REQUIREMENT: Copy out all of the material below word for word, omitting the pictures.

PROVIDED MATERIAL:
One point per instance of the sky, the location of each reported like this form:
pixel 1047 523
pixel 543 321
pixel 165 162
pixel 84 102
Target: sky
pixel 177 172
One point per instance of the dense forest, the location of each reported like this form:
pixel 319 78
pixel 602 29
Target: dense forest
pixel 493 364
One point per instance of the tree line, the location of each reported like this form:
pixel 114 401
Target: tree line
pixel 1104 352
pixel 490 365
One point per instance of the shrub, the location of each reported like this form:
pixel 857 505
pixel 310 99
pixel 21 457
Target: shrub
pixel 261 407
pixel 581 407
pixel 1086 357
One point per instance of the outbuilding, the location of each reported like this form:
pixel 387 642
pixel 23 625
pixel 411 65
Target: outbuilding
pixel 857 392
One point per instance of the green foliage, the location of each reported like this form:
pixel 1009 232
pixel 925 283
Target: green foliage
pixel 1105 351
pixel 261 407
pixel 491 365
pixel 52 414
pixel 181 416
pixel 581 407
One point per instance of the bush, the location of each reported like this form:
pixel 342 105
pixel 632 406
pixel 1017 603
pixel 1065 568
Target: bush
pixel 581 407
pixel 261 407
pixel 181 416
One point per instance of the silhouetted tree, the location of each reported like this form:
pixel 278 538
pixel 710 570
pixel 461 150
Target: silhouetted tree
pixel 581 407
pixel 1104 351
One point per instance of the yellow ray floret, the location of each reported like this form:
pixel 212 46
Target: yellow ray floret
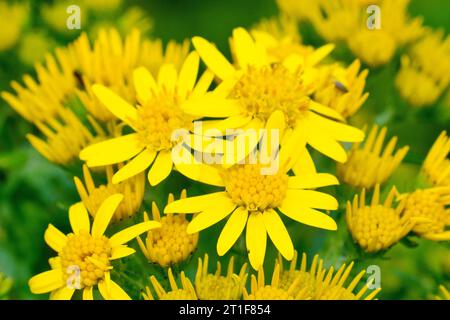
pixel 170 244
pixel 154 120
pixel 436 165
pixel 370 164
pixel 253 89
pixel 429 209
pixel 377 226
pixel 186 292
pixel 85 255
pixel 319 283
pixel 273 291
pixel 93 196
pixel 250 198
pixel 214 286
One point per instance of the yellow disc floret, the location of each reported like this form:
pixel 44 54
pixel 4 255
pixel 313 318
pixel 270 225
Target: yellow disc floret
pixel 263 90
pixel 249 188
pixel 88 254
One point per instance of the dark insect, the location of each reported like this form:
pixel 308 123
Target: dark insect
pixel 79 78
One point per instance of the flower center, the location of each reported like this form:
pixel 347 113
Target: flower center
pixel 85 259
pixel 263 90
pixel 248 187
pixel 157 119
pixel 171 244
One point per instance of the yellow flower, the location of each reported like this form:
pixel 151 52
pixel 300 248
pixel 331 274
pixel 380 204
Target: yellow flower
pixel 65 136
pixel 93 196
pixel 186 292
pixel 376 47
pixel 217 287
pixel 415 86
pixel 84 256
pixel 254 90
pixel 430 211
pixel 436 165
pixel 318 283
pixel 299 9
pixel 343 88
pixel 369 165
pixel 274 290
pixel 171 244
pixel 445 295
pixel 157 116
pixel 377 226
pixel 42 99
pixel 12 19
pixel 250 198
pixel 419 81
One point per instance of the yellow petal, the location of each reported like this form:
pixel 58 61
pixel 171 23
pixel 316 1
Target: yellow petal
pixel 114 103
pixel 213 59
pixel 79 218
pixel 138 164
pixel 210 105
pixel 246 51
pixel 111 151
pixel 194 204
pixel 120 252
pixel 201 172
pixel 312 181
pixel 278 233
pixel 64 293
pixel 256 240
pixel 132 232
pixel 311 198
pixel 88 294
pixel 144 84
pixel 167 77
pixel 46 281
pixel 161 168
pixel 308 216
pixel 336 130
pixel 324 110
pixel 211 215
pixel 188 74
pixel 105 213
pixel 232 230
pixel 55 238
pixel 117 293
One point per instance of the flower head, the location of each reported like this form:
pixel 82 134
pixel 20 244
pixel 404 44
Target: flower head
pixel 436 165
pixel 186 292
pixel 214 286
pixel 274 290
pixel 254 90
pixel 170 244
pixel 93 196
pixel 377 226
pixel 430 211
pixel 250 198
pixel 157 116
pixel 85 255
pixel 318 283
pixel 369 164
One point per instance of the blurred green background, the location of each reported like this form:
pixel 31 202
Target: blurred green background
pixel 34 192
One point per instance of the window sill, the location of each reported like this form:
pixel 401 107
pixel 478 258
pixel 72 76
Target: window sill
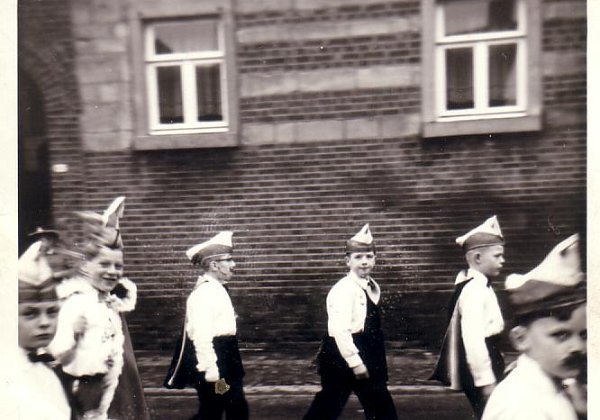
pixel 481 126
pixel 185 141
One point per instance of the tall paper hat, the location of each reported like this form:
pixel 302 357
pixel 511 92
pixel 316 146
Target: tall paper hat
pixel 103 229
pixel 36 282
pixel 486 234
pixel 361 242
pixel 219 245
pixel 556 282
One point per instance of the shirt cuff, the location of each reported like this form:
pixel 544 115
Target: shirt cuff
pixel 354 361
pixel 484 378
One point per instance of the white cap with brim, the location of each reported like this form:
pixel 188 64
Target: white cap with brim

IN RESPONSE:
One point per instance of the sky, the location of each reported like this form:
pixel 1047 523
pixel 543 321
pixel 165 162
pixel 84 102
Target: sky
pixel 177 172
One point per instance of the dense forest, the location of each reported like this form:
pixel 319 78
pixel 602 29
Target: dense forest
pixel 493 364
One point per instance of the tree line, the location of each reported like this form:
pixel 114 401
Target: tree line
pixel 1104 352
pixel 490 365
One point per instance of the shrub, the location of each reported like this form:
pixel 857 505
pixel 310 99
pixel 21 457
Target: shrub
pixel 261 407
pixel 581 407
pixel 1086 357
One point per instance of the outbuilding, the location of each reported like this form:
pixel 387 642
pixel 23 625
pixel 411 65
Target: outbuilding
pixel 857 392
One point per instance of the green foliage, the location of each reported like this form:
pixel 1009 232
pixel 925 283
Target: green foliage
pixel 1105 351
pixel 261 407
pixel 491 365
pixel 52 414
pixel 181 416
pixel 581 407
One point per instance of the bush, the location of each reported like this form:
pixel 342 105
pixel 632 406
pixel 1017 603
pixel 1065 568
Target: bush
pixel 581 407
pixel 261 407
pixel 181 416
One point per instance of the silhouetted tree, the location of each reported like this form:
pixel 278 538
pixel 710 570
pixel 461 150
Target: silhouetted tree
pixel 581 407
pixel 1104 351
One point per instance of the yellow ray floret, the location of each reported like this form:
pixel 212 46
Target: yellow ray floret
pixel 170 244
pixel 154 120
pixel 436 165
pixel 370 164
pixel 253 89
pixel 429 209
pixel 377 226
pixel 186 292
pixel 85 255
pixel 319 283
pixel 273 291
pixel 93 196
pixel 250 198
pixel 214 286
One point per instance of the yellow disc floret, the location of each reported like this form:
pixel 44 54
pixel 4 255
pixel 313 318
pixel 270 225
Target: yellow disc floret
pixel 263 90
pixel 249 188
pixel 88 254
One point per instance of the dark insect, the location of each reported like this form:
pixel 308 123
Target: dark insect
pixel 79 78
One point per instance of the flower center, the location of each reported like this form:
pixel 347 113
Target: flower center
pixel 85 259
pixel 263 90
pixel 248 187
pixel 157 119
pixel 171 244
One point per instance of the yellow flower, the location of each reported like this form:
pixel 151 52
pixel 300 248
pixel 331 274
pixel 380 204
Target: yellow flower
pixel 65 136
pixel 93 196
pixel 186 292
pixel 376 47
pixel 217 287
pixel 415 86
pixel 84 256
pixel 254 90
pixel 430 211
pixel 436 165
pixel 318 283
pixel 299 9
pixel 343 88
pixel 369 165
pixel 274 290
pixel 171 244
pixel 445 295
pixel 157 116
pixel 377 226
pixel 42 99
pixel 12 19
pixel 250 198
pixel 419 81
One point per instance of the yellow petal, the location of each reported like this form:
pixel 58 61
pixel 171 23
pixel 316 1
Target: yellow petal
pixel 114 103
pixel 213 59
pixel 79 218
pixel 138 164
pixel 210 105
pixel 246 51
pixel 111 151
pixel 194 204
pixel 120 252
pixel 201 172
pixel 312 181
pixel 278 233
pixel 64 293
pixel 256 240
pixel 132 232
pixel 311 198
pixel 88 294
pixel 144 84
pixel 167 77
pixel 46 281
pixel 161 168
pixel 308 216
pixel 336 130
pixel 324 110
pixel 211 215
pixel 188 74
pixel 105 213
pixel 232 230
pixel 55 238
pixel 117 293
One point per instance of the flower head, the location of each reported like this form:
pixel 82 134
pixel 20 244
pixel 404 44
Target: flower head
pixel 436 165
pixel 186 292
pixel 214 286
pixel 274 290
pixel 254 90
pixel 170 244
pixel 93 196
pixel 377 226
pixel 430 211
pixel 250 198
pixel 157 116
pixel 85 255
pixel 318 283
pixel 369 164
One point per instance of the blurred green background, the location of each reported like this form:
pixel 31 202
Target: blurred green background
pixel 34 192
One point per instance of the window sill, the location of each reported like this form:
pixel 401 107
pixel 478 258
pixel 72 76
Target: window sill
pixel 481 126
pixel 185 141
One point per instance of the tall paper hat, the location of each reported like this form:
pixel 302 357
pixel 511 92
pixel 316 146
Target: tall paper hat
pixel 103 229
pixel 36 282
pixel 486 234
pixel 361 242
pixel 219 245
pixel 556 282
One point per instance of the shirt cuff, the location of each reported like this form:
pixel 544 115
Target: shirt cuff
pixel 354 361
pixel 484 378
One point per instance of the white cap with brim, the location of each reported like this form:
pixel 188 64
Target: white cap with brim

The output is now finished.